#### TANTANGAN 1
Tuliskan ulang tanpa perubahan bagian artikel tentang film Eksil, yaitu rentang dari "Usman Hamid mengungkapkan, film" sampai "Eksil di Metropole XXI, Jakarta Pusat, Senin 25 September 2023.".
#### TANTANGAN 2
Dalam artikel tentang film Eksil, sebutkan semua hal yang menurut ucapan Usman disimpan oleh kecintaan tanah air.

#### KUTIPAN SUMBER

Nobar Film Eksil di Peringatan Tragedi 1965, Usman Hamid: Dia Tunjukkan Cinta Tanah Air Tak Boleh Buta

Direktur Eksekutif Amnesty International Indonesia Usmad Hamid hadir dalam acara 'Pemutaran Film Eksil dan Gelar Wicara Peringati 58 Tahun Tragedi Kemanusiaan' di Metropole XXI, Jakarta Pusat, Senin 25 September 2023.

oleh Devira PrastiwiRifqy Alief Abiyya diperbarui 26 Sep 2023, 14:38 WIB
Direktur Eksekutif Amnesty International Indonesia Usmad Hamid hadir dalam acara 'Pemutaran Film Eksil dan Gelar Wicara Peringati 58 Tahun Tragedi Kemanusiaan' di Metropole XXI, Jakarta Pusat, Senin 25 September 2023. (Liputan6.com/Rifqy Alief Abiyya)

Liputan6.com, Jakarta - Direktur Eksekutif Amnesty International Indonesia Usmad Hamid hadir dalam acara 'Pemutaran Film Eksil dan Gelar Wicara Peringati 58 Tahun Tragedi Kemanusiaan' di Metropole XXI, Jakarta Pusat, Senin 25 September 2023.

Usman Hamid mengungkapkan, film Eksil menunjukan satu hal yang penting yaitu cinta. Cinta dalam arti keluarga, cinta dalam arti pada tanah air kelahirannya, dan cinta yang melampaui itu semua.

Dia menyebut, salah satu contoh Eksil adalah Pak Min yang disingkirkan oleh negara, tapi cintanya tetap ada untuk tanah air.

"Dia menunjukkan pada kita bahwa kecintaan tanah air itu tidak boleh buta, tidak bisa seperti yang hari ini kita disuguhkan dengan nkri harga mati. Melainkan sesuatu yang memang mendalam, sesuatu yang menyimpan kenangan, menyimpan perasaan hati, menyimpan darah," ujar Usman usai Nonton Bareng Film Eksil di Metropole XXI, Jakarta Pusat, Senin 25 September 2023.

Menurut dia, dari kisah Pak Min dapat dilihat, mereka lahir di Indonesia, tumbuh besar di Indonesia, dan pastinya senang jika kembali ke Indonesia.

Walaupun tumbuh dan besar di Indonesia, tetapi lebih menemukan kedamaian di negeri Belanda. Negeri yang dahulu menjajah bangsa Indonesia tapi justru menemukan kedamaian di sana. Ia menemukan cinta pasangan seumur hidup di Belanda

"Dia (Pak Min) merasa Indonesia tempat dia dilahirkan, ditumbuh besarkan, tentu dia senang kalau dia akan kembali ke Indonesia dan dimakamkan di sana," ujar Usman.

Data penempatan titik:
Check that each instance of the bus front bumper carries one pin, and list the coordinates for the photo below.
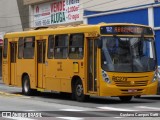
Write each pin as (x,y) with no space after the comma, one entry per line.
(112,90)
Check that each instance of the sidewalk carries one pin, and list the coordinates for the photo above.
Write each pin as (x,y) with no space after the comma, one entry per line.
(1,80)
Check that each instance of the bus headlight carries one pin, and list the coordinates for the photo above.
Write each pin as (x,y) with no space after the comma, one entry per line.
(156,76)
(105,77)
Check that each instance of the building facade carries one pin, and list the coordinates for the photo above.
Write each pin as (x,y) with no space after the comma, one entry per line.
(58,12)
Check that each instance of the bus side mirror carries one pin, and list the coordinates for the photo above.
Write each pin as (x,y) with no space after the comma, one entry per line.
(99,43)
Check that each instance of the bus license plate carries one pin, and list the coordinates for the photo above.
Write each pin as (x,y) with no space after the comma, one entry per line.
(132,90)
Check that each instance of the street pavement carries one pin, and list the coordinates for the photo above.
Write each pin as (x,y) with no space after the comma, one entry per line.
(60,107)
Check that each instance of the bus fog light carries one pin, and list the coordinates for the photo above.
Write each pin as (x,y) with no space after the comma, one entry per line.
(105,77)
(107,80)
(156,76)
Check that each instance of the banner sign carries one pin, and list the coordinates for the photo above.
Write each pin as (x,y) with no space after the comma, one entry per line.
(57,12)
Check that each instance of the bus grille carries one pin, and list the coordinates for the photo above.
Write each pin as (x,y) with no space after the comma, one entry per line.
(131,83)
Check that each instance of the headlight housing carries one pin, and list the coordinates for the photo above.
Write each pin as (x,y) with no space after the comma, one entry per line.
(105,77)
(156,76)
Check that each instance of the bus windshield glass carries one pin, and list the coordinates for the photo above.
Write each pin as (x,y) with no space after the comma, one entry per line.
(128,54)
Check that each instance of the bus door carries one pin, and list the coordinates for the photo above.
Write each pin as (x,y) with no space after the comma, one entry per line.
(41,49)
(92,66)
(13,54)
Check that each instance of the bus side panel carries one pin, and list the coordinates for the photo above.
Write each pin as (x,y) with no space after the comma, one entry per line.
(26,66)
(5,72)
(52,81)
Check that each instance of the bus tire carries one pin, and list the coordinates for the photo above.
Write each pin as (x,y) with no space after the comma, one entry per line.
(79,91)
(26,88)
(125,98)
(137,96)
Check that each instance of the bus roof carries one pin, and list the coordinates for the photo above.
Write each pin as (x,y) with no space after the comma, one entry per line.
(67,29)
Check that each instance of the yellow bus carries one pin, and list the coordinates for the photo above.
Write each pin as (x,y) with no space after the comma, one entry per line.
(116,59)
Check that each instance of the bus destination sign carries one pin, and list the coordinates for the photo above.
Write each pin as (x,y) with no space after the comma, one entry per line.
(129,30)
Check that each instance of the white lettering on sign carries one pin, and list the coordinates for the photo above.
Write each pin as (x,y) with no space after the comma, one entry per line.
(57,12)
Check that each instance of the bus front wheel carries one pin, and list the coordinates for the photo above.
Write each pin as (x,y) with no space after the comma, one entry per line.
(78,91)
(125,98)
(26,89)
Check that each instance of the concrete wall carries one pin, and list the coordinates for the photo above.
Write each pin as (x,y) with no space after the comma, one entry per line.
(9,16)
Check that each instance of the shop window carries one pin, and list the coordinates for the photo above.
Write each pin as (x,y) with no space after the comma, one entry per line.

#### PENYELESAIAN SOAL 1
Usman Hamid mengungkapkan, film Eksil menunjukan satu hal yang penting yaitu cinta. Cinta dalam arti keluarga, cinta dalam arti pada tanah air kelahirannya, dan cinta yang melampaui itu semua.

Dia menyebut, salah satu contoh Eksil adalah Pak Min yang disingkirkan oleh negara, tapi cintanya tetap ada untuk tanah air.

"Dia menunjukkan pada kita bahwa kecintaan tanah air itu tidak boleh buta, tidak bisa seperti yang hari ini kita disuguhkan dengan nkri harga mati. Melainkan sesuatu yang memang mendalam, sesuatu yang menyimpan kenangan, menyimpan perasaan hati, menyimpan darah," ujar Usman usai Nonton Bareng Film Eksil di Metropole XXI, Jakarta Pusat, Senin 25 September 2023.

#### PENYELESAIAN SOAL 2
Kenangan, perasaan hati, dan darah.